*EXERCISE DESCRIPTION:* Reproduce the listing below from its start through the line containing "point(834, 179)", inclusive, keeping the request lines and omitting the pictures. Multiply every point coordinate in the answers by 1.2 and round to the nearest whole number, rounding halves up.

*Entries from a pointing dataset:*
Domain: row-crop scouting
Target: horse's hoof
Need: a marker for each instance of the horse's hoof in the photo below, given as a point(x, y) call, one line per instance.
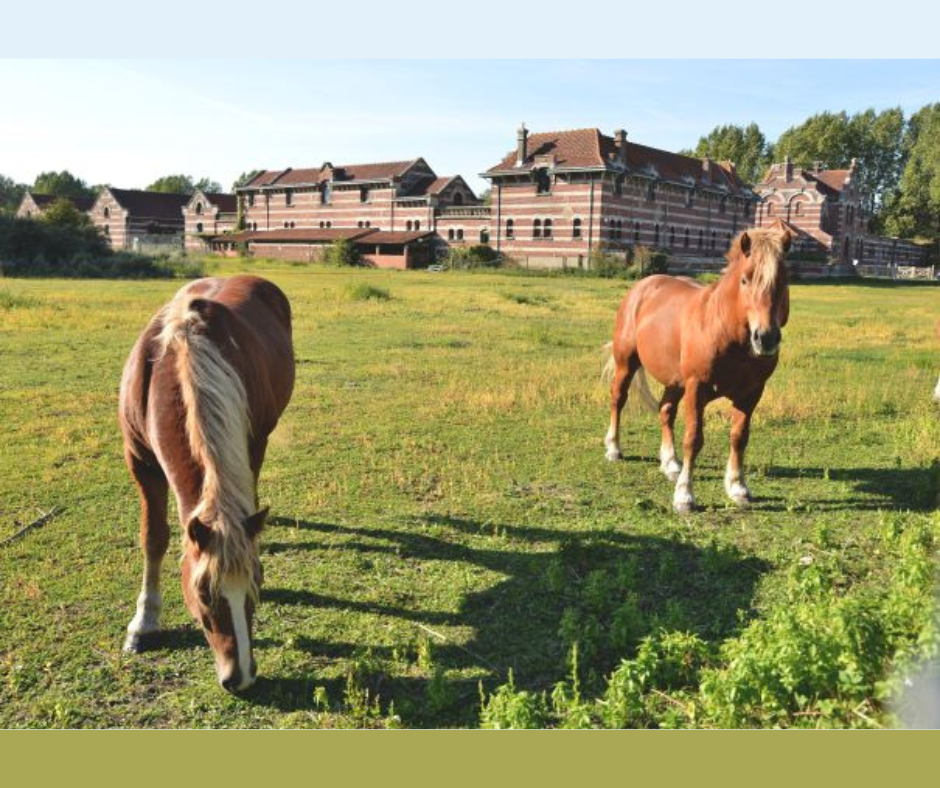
point(671, 471)
point(684, 504)
point(138, 642)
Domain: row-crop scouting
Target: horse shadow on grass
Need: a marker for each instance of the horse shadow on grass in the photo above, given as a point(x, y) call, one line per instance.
point(605, 590)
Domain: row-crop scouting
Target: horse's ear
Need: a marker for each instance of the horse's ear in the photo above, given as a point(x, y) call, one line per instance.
point(199, 532)
point(255, 523)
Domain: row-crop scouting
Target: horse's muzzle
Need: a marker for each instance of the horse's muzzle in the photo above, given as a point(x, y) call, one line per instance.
point(766, 343)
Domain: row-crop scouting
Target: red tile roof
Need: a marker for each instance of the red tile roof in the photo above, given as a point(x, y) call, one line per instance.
point(80, 203)
point(226, 203)
point(151, 205)
point(379, 171)
point(387, 237)
point(589, 148)
point(298, 235)
point(834, 179)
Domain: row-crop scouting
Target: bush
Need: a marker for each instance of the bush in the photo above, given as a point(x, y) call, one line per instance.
point(365, 292)
point(467, 257)
point(342, 253)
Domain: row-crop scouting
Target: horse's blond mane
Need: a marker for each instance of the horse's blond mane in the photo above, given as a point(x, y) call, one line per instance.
point(217, 427)
point(767, 250)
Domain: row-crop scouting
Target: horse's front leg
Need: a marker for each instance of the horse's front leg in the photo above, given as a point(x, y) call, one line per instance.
point(696, 398)
point(154, 540)
point(741, 412)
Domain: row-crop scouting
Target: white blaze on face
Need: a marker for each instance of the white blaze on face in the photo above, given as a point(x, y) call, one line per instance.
point(236, 595)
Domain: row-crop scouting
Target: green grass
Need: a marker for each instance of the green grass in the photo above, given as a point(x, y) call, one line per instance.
point(443, 517)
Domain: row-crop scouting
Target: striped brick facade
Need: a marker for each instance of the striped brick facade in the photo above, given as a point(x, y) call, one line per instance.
point(32, 205)
point(827, 208)
point(206, 215)
point(132, 219)
point(562, 194)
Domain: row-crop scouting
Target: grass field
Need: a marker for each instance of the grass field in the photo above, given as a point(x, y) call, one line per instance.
point(449, 547)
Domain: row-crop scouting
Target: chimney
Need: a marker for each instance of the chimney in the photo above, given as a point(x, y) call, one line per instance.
point(522, 139)
point(620, 140)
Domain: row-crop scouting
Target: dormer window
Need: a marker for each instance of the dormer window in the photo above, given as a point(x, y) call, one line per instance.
point(543, 181)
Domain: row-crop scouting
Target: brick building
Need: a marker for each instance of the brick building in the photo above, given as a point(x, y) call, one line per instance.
point(828, 209)
point(559, 195)
point(33, 205)
point(140, 220)
point(206, 215)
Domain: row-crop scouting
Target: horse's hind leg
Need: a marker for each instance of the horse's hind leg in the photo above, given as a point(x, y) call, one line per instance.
point(668, 405)
point(741, 412)
point(619, 387)
point(154, 540)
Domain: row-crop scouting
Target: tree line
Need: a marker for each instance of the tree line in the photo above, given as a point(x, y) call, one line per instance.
point(898, 160)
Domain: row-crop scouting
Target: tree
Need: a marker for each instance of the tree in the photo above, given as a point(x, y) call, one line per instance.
point(11, 195)
point(62, 184)
point(746, 147)
point(915, 211)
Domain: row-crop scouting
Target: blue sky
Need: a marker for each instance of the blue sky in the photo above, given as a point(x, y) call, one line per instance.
point(128, 122)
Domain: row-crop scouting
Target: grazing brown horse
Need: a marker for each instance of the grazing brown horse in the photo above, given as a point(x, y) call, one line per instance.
point(202, 390)
point(704, 343)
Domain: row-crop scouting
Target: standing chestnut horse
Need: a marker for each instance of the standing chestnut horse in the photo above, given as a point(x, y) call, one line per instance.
point(202, 390)
point(704, 343)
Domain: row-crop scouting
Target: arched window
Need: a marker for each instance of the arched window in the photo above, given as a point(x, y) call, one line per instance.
point(543, 183)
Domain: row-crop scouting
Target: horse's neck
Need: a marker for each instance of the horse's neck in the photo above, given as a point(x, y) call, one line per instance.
point(720, 319)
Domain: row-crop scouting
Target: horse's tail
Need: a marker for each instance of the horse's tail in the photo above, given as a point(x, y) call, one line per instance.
point(608, 365)
point(639, 384)
point(217, 424)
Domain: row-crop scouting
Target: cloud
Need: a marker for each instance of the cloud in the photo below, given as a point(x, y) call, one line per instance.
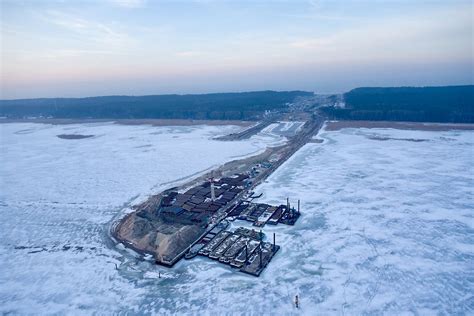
point(129, 4)
point(89, 30)
point(422, 38)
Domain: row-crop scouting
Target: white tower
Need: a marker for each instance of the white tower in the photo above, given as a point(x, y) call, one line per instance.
point(213, 193)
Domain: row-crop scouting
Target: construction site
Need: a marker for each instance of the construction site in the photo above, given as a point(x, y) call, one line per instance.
point(192, 220)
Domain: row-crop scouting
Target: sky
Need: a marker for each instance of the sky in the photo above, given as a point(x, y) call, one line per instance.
point(137, 47)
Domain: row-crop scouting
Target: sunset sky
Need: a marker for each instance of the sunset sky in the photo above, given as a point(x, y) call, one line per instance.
point(109, 47)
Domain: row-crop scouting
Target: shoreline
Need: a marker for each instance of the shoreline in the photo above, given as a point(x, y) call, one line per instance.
point(153, 122)
point(422, 126)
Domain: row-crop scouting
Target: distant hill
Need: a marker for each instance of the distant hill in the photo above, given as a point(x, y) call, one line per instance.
point(427, 104)
point(240, 106)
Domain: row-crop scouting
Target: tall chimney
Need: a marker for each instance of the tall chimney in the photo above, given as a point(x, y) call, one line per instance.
point(213, 193)
point(273, 241)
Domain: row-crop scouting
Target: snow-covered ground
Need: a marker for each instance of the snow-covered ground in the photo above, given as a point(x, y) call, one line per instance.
point(58, 195)
point(387, 224)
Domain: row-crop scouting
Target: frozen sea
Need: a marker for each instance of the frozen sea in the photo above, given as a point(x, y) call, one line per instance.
point(387, 223)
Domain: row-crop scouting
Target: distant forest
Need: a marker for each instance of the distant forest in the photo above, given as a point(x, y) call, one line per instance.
point(217, 106)
point(429, 104)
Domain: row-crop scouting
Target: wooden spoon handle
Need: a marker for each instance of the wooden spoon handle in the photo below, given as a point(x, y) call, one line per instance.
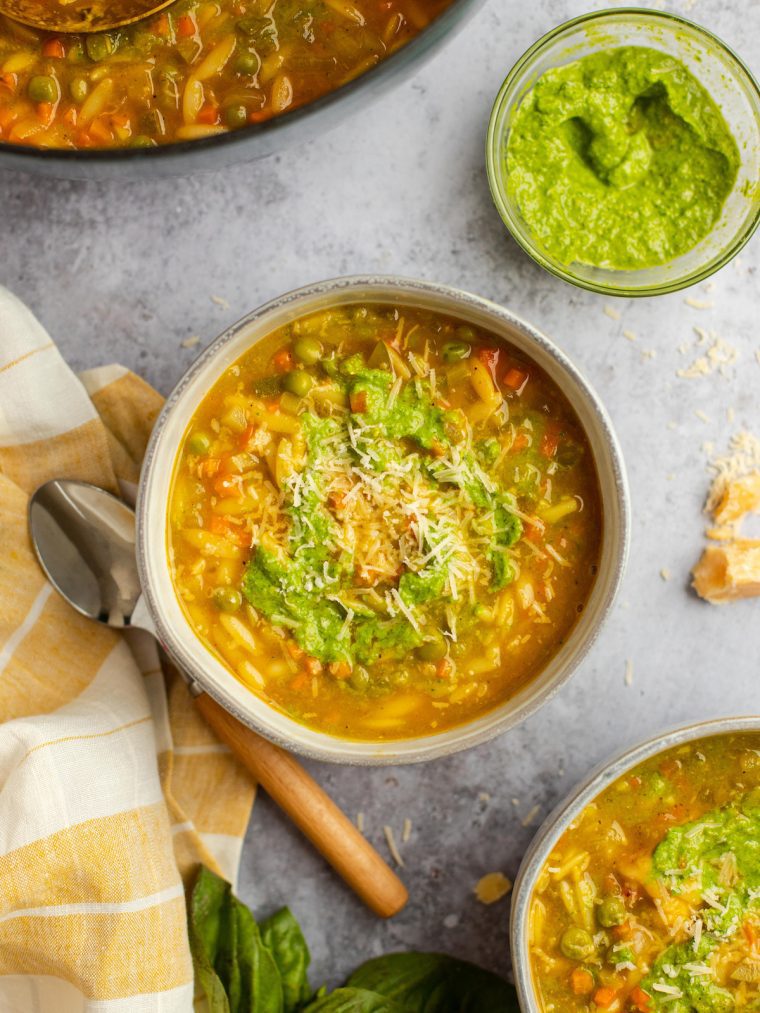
point(311, 809)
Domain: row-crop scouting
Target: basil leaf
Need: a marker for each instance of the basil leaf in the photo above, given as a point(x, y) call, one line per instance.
point(354, 1001)
point(260, 986)
point(282, 935)
point(434, 983)
point(208, 902)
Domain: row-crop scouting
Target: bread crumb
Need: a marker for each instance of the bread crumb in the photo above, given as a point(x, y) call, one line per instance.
point(392, 847)
point(491, 887)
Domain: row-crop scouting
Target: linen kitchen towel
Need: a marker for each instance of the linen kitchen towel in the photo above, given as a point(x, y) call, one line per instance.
point(111, 788)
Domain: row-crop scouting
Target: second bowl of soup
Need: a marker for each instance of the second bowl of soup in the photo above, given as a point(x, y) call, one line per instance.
point(381, 520)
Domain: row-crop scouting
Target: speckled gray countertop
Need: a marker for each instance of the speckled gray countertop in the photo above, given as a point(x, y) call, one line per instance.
point(127, 271)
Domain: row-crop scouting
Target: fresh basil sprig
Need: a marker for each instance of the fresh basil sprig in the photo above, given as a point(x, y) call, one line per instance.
point(244, 968)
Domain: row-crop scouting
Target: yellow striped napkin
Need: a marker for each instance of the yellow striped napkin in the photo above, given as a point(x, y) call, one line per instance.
point(111, 788)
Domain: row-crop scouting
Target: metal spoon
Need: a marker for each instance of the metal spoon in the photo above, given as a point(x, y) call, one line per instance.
point(80, 15)
point(84, 539)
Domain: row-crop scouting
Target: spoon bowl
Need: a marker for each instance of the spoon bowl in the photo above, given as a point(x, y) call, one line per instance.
point(84, 539)
point(79, 15)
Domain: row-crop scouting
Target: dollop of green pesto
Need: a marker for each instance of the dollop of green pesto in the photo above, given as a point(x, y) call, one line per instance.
point(620, 159)
point(717, 858)
point(395, 442)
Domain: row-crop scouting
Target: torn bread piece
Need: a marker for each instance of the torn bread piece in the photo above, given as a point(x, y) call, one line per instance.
point(729, 571)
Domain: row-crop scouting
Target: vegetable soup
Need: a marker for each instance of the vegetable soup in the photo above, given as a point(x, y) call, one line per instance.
point(199, 68)
point(384, 521)
point(651, 901)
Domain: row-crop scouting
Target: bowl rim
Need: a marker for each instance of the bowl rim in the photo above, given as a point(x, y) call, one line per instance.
point(492, 141)
point(412, 54)
point(599, 778)
point(159, 456)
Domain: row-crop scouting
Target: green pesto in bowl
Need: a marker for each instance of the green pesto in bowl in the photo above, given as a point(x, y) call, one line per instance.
point(620, 159)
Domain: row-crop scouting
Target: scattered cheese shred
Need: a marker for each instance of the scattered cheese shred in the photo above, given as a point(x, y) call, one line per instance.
point(491, 887)
point(392, 847)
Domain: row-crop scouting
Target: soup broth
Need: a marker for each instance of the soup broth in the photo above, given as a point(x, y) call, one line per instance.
point(384, 521)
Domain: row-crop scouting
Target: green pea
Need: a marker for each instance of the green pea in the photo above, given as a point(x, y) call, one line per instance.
point(98, 47)
point(577, 944)
point(236, 115)
point(433, 649)
point(227, 599)
point(454, 352)
point(199, 443)
point(299, 382)
point(247, 63)
point(307, 349)
point(78, 89)
point(43, 88)
point(611, 912)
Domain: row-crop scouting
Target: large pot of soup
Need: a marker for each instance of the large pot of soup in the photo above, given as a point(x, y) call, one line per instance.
point(204, 83)
point(381, 520)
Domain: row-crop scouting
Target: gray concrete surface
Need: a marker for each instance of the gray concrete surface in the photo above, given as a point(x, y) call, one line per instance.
point(127, 271)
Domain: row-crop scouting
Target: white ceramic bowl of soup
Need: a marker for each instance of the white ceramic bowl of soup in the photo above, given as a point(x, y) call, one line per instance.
point(208, 672)
point(567, 811)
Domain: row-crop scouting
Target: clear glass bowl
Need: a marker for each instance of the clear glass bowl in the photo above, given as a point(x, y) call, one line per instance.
point(724, 76)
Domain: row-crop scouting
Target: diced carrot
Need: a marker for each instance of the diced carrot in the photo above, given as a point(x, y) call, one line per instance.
point(582, 982)
point(604, 997)
point(283, 361)
point(246, 436)
point(54, 48)
point(549, 441)
point(100, 131)
point(185, 26)
point(358, 400)
point(515, 379)
point(444, 669)
point(641, 1000)
point(489, 358)
point(209, 114)
point(161, 25)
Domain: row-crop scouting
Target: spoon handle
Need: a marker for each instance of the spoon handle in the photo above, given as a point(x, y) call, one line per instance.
point(313, 811)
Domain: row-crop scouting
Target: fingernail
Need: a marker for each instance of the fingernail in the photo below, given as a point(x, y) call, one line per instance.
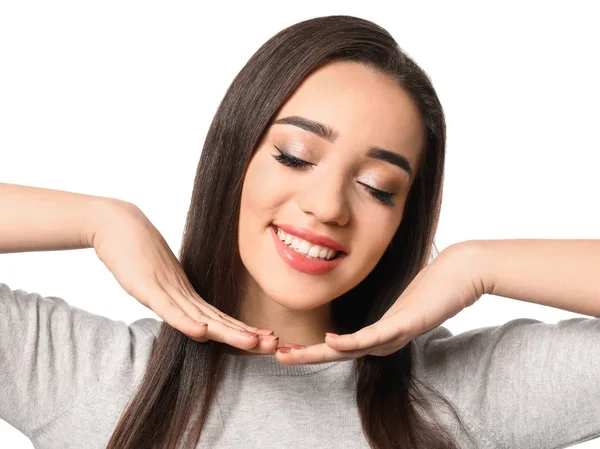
point(269, 337)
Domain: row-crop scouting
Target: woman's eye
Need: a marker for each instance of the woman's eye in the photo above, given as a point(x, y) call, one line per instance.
point(289, 160)
point(294, 162)
point(381, 195)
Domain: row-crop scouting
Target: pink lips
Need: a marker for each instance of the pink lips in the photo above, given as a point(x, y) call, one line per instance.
point(311, 237)
point(302, 263)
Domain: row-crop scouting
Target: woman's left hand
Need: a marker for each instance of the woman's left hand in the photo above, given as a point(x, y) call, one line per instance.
point(439, 291)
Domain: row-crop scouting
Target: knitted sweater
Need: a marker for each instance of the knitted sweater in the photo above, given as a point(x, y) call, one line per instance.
point(66, 375)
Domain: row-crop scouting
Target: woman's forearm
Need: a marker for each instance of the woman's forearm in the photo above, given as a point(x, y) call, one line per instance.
point(38, 219)
point(564, 274)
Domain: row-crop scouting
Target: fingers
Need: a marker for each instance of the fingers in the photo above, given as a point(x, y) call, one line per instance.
point(315, 354)
point(183, 315)
point(376, 334)
point(192, 297)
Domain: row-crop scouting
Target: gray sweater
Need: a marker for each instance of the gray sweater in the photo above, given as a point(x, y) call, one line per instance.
point(66, 375)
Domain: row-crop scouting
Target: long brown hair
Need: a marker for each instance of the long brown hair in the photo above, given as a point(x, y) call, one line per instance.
point(171, 403)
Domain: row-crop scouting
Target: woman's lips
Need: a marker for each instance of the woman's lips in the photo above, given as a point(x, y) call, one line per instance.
point(302, 263)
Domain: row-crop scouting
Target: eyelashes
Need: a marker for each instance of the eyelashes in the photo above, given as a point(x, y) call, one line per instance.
point(299, 164)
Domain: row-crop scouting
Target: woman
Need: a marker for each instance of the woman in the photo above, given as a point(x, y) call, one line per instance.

*ANSWER TO THE TASK:*
Domain: row-crop scouting
Target: horse's hoof
Need: a marker for each instance of the horse's hoof in the photo below, given as a point(x, y) call, one line per instance.
point(805, 565)
point(821, 605)
point(166, 770)
Domain: row-crop scouting
Target: horse shadow on grass
Need: a marker for each instance of the horse shadow on grass in the photo above, given as a point(x, y) call, one line per instance.
point(726, 708)
Domain: row-crop scouting
Target: horse's ear
Need: a marker for each instance of the horse's ear in the photo above, given as a point(x, y) call, one line per instance.
point(239, 638)
point(306, 628)
Domain: row-crop scouting
Target: horse's muzzle
Need: a marker for each instance of the horse's muzzle in the photo above, given as a point(x, y) call, one line per instance.
point(919, 412)
Domain: row-crop scouting
Target: red tile roof
Need: a marker for each instance of the red tile roof in the photo above, given as a point(x, y) call, one line per instance.
point(96, 244)
point(271, 244)
point(181, 246)
point(455, 205)
point(464, 284)
point(707, 178)
point(358, 282)
point(1001, 215)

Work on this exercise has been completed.